■ Required work ■
Retype each of the rows below word for word, keeping every character and line break unchanged.

■ Records provided ■

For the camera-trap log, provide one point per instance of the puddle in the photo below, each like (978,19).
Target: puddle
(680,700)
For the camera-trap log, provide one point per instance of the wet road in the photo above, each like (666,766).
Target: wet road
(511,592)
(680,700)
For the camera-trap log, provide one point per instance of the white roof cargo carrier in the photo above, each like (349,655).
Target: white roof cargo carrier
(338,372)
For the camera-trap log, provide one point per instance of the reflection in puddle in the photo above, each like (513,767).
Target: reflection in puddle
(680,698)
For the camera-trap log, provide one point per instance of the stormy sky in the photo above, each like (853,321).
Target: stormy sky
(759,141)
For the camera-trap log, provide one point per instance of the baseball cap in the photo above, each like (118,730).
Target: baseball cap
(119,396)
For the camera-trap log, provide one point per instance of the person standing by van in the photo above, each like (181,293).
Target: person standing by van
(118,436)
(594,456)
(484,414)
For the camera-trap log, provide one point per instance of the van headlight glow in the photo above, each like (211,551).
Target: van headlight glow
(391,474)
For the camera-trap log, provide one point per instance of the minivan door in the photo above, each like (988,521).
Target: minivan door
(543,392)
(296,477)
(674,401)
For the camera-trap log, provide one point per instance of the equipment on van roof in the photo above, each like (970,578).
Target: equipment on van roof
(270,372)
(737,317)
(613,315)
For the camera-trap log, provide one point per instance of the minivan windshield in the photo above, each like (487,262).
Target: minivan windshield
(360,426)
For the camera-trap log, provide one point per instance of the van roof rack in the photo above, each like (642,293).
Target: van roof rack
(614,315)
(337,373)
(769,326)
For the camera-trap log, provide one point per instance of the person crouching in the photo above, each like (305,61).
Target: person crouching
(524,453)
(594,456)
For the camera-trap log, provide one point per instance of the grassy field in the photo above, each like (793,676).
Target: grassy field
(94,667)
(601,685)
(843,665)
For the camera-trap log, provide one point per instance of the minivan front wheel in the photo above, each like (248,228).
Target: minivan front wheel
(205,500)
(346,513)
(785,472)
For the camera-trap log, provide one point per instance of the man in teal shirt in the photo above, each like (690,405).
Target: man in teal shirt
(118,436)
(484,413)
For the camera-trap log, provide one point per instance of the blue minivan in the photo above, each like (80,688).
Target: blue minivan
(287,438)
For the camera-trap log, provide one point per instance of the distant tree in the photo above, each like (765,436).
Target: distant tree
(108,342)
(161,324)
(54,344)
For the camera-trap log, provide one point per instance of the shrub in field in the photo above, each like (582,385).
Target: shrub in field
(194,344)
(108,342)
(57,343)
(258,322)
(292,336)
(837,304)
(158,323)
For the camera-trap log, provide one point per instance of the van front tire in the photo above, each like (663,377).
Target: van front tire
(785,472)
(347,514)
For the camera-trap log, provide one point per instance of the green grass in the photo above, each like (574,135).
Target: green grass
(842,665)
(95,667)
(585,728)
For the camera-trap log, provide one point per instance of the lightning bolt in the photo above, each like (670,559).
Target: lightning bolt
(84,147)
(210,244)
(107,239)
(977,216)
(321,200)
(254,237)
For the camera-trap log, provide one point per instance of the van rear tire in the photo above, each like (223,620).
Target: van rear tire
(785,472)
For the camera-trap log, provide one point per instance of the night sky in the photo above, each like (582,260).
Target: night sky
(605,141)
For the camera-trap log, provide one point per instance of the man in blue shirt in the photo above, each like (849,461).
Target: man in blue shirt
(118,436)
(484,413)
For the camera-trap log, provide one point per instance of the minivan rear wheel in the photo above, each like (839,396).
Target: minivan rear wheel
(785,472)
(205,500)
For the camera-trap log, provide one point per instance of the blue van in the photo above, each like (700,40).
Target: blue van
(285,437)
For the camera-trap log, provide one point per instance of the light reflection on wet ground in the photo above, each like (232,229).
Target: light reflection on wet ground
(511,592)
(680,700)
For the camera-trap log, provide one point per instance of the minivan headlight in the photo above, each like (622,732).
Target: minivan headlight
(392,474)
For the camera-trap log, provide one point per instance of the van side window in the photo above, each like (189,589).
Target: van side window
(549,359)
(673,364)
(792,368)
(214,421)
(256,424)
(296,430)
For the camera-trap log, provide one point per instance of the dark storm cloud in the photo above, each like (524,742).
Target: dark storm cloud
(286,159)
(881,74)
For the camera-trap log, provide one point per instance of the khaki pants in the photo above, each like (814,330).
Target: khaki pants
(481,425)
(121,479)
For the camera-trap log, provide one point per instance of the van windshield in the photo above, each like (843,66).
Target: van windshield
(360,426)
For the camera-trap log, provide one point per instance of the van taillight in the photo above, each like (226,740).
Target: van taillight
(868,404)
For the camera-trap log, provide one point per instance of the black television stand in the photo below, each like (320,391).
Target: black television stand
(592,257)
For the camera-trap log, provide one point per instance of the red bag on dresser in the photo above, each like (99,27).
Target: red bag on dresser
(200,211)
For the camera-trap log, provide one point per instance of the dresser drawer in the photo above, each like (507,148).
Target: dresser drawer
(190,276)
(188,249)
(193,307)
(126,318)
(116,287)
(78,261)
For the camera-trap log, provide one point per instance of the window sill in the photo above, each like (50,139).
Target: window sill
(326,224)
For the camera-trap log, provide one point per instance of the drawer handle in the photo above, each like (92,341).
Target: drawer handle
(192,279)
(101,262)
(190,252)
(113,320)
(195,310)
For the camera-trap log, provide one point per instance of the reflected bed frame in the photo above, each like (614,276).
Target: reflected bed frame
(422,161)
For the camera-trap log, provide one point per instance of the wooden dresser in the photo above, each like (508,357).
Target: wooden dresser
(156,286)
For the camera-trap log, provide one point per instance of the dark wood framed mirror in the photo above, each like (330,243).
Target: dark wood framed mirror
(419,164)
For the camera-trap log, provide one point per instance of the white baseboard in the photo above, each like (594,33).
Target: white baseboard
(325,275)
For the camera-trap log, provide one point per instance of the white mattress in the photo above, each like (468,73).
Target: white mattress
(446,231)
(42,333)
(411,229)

■ Response ■
For the camera-trap log, provide one point per instance of the puddle in the photo below, each like (978,19).
Target: puddle
(680,700)
For the camera-trap log, provide one point per instance of the wet road in the photo above, each like (666,766).
Target: wet road
(511,592)
(680,700)
For the camera-trap log, provide one point per instance of the white roof cargo carrier in the photo above, each like (349,655).
Target: white roof cargo carrier
(338,372)
For the camera-trap log, provide one point per instance of the reflection in puddle in the photo above, each like (513,767).
Target: reflection in puddle
(680,698)
For the camera-trap log, provide one point per instance of the stormy sky in the photo above, each like (853,321).
Target: stormy sky
(759,141)
For the camera-trap log, provide one point per instance of the baseball cap in the photo above, each like (118,730).
Target: baseball cap
(119,396)
For the camera-trap log, provide one point per instance of the person standing by van in the photo above, each like (181,293).
Target: person standing by van
(118,436)
(594,456)
(484,414)
For the camera-trap log, provide one point per instance of the van headlight glow in the photo above, each like (211,551).
Target: van headlight glow
(391,474)
For the camera-trap log, provide one point per instance of the minivan door in the photo above, each like (988,521).
Target: minivan door
(543,392)
(296,477)
(674,401)
For the camera-trap log, provide one point per instance of the equipment on van roof in the photo above, each like (970,578).
Target: equipment on van roof
(270,372)
(737,317)
(613,315)
For the camera-trap log, provide one point per instance of the minivan windshield in the photo above, each like (487,262).
Target: minivan windshield
(360,426)
For the camera-trap log, provide one point per instance of the van roof rack in the photo above, each like (642,293).
Target: van roof rack
(614,315)
(337,373)
(769,326)
For the camera-trap log, provide one point per instance of the person crouching in the photo above, each like (305,61).
Target: person crouching
(524,453)
(594,456)
For the camera-trap log, provide one point per instance of the grassy field in the photo above, each like (793,676).
Target: grassy field
(94,667)
(601,685)
(843,665)
For the camera-trap log, provide one point per instance of the minivan front wheel in the photo above, each like (248,228).
Target: minivan front wheel
(205,500)
(346,513)
(785,472)
For the camera-trap log, provide one point per instance of the man in teal shirt in the photo above, each like (690,405).
Target: man in teal shirt
(118,436)
(484,413)
For the camera-trap log, provide one point per instance of the blue minivan in the photo above, each like (80,688).
Target: blue minivan
(287,438)
For the camera-trap log, provide one point per instance of the distant tree in the photo above, each like (765,436).
Target: distant tree
(108,342)
(161,324)
(54,344)
For the camera-trap log, provide one point per instance of the shrub in field in the photo above, each like (582,385).
Target: shrub in field
(194,344)
(108,342)
(57,343)
(258,322)
(292,336)
(837,304)
(158,323)
For the camera-trap log, provide one point per instance of the van front tire in the photo above, each like (663,377).
Target: van front tire
(785,472)
(347,514)
For the camera-trap log, provide one point per instance of the green grass in the photo above, each like (574,135).
Target: green grass
(842,665)
(95,667)
(585,728)
For the camera-trap log, provide one point per instance of the lightning bolt in the photo above, each like (670,559).
Target: lightning bolt
(84,147)
(210,244)
(107,239)
(977,216)
(321,200)
(254,237)
For the camera-trap log, provide one point per instance of the van rear tire in the photo above, each like (223,620).
Target: van rear tire
(785,472)
For the camera-trap log, provide one point per instance of the night sky in the photo above, each like (582,260).
Target: night sky
(605,141)
For the camera-trap log, provide one point per instance of the man in blue shirt in the photo above, each like (849,461).
Target: man in blue shirt
(118,436)
(484,413)
For the camera-trap log, provide one point per instance of the minivan rear wheel in the photo above, each like (839,396).
Target: minivan rear wheel
(785,472)
(205,500)
For the camera-trap log, provide one point per instance of the blue van in the photo above, each like (700,40).
Target: blue van
(285,437)
For the camera-trap log, provide one point per instance of the light reflection on wet ground in the photo above, each like (232,229).
Target: light reflection on wet ground
(511,592)
(680,700)
For the camera-trap log, provide one point per instance of the minivan headlight in the photo above, each like (622,732).
Target: minivan headlight
(392,474)
For the camera-trap log, provide one point per instance of the van side window in the photo above, each like (189,589).
Target: van side window
(549,359)
(673,364)
(792,368)
(214,421)
(256,424)
(296,430)
For the camera-trap log, provide one point per instance of the dark storm cloud in the photo above, each like (524,742).
Target: dark storm cloud
(286,159)
(881,74)
For the camera-trap log, provide one point per instance of the khaki pants in the photo above, each like (814,330).
Target: khaki pants
(481,425)
(121,479)
For the camera-trap log, provide one point per instance of the van windshield in the photo above, each like (843,66).
Target: van windshield
(360,426)
For the camera-trap log, provide one point per instance of the van taillight in the photo above, each like (226,740).
Target: van taillight
(868,404)
For the camera-trap log, provide one point per instance of the black television stand in the photo below, each like (320,391).
Target: black television stand
(592,257)
For the camera-trap log, provide one point per instance of the red bag on dresser in the photo above, each like (99,27).
Target: red bag on dresser
(200,211)
For the camera-trap log, provide one point per instance of the dresser drawer in the photo above, each like (507,148).
Target: dresser drawer
(190,276)
(188,249)
(193,307)
(126,318)
(116,287)
(78,261)
For the camera-trap log, provide one point per instance of the window sill in the photo above, each like (50,139).
Target: window sill
(326,224)
For the camera-trap log, provide one point per instance of the drawer handle in the photo above, each like (92,341).
Target: drawer handle
(192,279)
(101,262)
(190,252)
(113,320)
(195,310)
For the camera-trap log, provide one point per instance of the reflected bed frame in the photo above, each like (614,276).
Target: reflected bed frame
(422,161)
For the camera-trap log, provide one point per instance of the wooden dresser in the photo above, each like (508,357).
Target: wooden dresser
(156,286)
For the camera-trap log, provide one point per instance of the dark wood framed mirror in the photo above, each like (330,243).
Target: dark wood framed mirror
(419,164)
For the camera-trap log, provide one point per instance of the white baseboard in the photo above, each like (594,33).
Target: white baseboard
(325,275)
For the camera-trap log, provide one point per instance of the white mattress in the photo above, each like (468,73).
Target: white mattress
(446,231)
(42,333)
(411,229)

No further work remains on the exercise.